▼▼▼
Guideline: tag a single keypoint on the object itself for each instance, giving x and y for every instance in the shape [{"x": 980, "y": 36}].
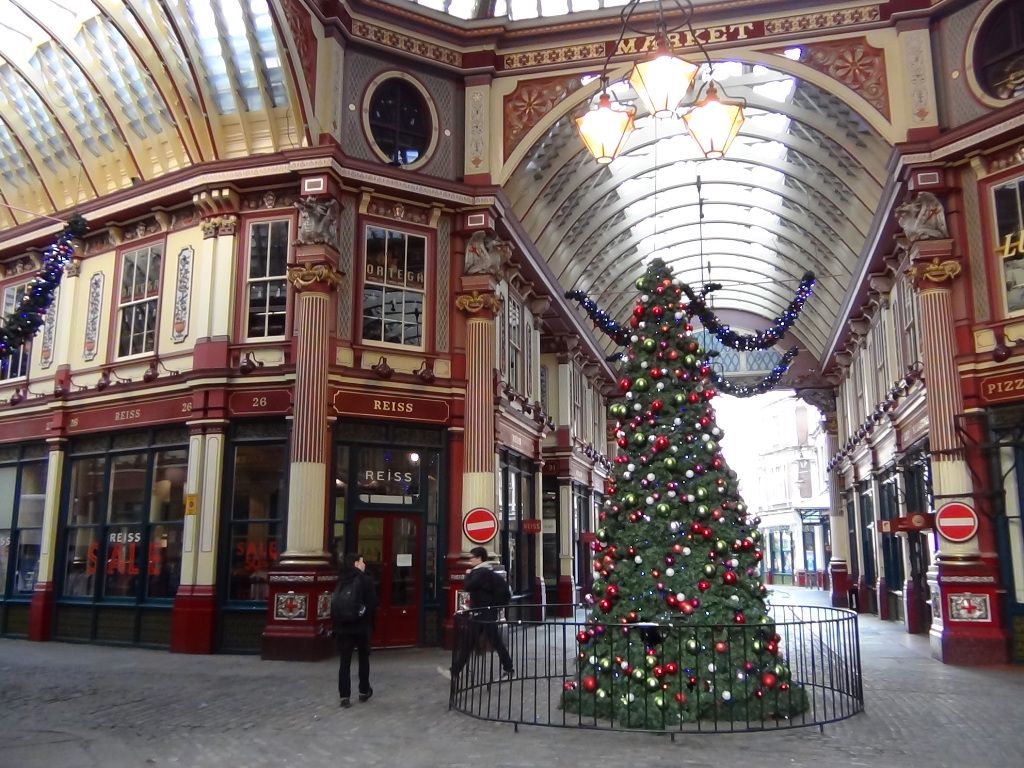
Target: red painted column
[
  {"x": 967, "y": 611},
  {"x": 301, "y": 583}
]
▲▲▲
▼▼▼
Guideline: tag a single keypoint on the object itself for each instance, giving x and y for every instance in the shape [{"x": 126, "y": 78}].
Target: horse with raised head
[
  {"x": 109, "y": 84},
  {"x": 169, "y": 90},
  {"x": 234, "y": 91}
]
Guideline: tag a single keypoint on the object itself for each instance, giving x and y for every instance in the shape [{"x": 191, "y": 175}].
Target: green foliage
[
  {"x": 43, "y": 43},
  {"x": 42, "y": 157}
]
▲▲▲
▼▼▼
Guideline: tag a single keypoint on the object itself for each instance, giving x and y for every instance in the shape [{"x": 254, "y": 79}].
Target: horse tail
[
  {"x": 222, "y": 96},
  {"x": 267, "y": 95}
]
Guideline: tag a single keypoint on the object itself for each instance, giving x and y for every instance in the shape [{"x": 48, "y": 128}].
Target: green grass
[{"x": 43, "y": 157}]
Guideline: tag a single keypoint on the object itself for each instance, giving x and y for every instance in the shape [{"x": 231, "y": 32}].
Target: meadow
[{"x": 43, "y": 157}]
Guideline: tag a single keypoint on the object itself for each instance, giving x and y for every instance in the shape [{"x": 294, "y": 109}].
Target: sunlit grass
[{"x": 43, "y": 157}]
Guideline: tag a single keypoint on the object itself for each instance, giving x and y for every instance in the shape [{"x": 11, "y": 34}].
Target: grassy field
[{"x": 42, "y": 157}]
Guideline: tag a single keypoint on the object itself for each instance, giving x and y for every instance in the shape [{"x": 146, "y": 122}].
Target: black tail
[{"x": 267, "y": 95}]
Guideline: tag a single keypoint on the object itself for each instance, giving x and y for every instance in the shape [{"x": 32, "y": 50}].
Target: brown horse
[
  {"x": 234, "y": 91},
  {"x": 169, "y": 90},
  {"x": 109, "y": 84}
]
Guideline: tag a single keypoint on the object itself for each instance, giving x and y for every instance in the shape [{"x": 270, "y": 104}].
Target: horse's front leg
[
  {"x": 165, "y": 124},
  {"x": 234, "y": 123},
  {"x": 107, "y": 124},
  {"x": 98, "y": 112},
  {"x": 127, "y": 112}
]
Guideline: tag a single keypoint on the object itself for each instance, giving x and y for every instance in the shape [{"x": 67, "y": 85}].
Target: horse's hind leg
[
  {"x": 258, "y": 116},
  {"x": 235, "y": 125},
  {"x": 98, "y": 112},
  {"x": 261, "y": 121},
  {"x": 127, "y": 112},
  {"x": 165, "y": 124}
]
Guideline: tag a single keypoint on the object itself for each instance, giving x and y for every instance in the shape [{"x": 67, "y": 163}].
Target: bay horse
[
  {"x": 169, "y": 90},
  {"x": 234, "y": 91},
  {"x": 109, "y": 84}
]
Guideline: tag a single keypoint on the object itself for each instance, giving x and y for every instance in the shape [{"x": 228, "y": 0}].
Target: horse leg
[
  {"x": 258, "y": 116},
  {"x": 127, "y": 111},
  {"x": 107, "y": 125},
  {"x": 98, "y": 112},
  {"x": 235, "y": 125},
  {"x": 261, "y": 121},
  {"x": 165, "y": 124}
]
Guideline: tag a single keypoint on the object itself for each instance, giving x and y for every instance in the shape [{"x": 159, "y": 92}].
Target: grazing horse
▲▲▲
→ Aim of the exercise:
Could you reproduce exactly the lines of the entries above, from the one with "Target: bay horse" through the one with "Target: grazing horse", and nothing else?

→ Solution:
Target: bay horse
[
  {"x": 169, "y": 90},
  {"x": 234, "y": 91},
  {"x": 109, "y": 84}
]
Guideline: tag a single keypoint on the object itself for each instance, giving x and y for every instance in the shape [{"x": 228, "y": 0}].
Target: horse leg
[
  {"x": 258, "y": 116},
  {"x": 127, "y": 111},
  {"x": 107, "y": 125},
  {"x": 98, "y": 112},
  {"x": 235, "y": 125},
  {"x": 261, "y": 121},
  {"x": 165, "y": 124}
]
Guideline: tag a single keypoint on the object itself for each instance, giving x and y for every instance in the shape [{"x": 159, "y": 92}].
Target: grazing horse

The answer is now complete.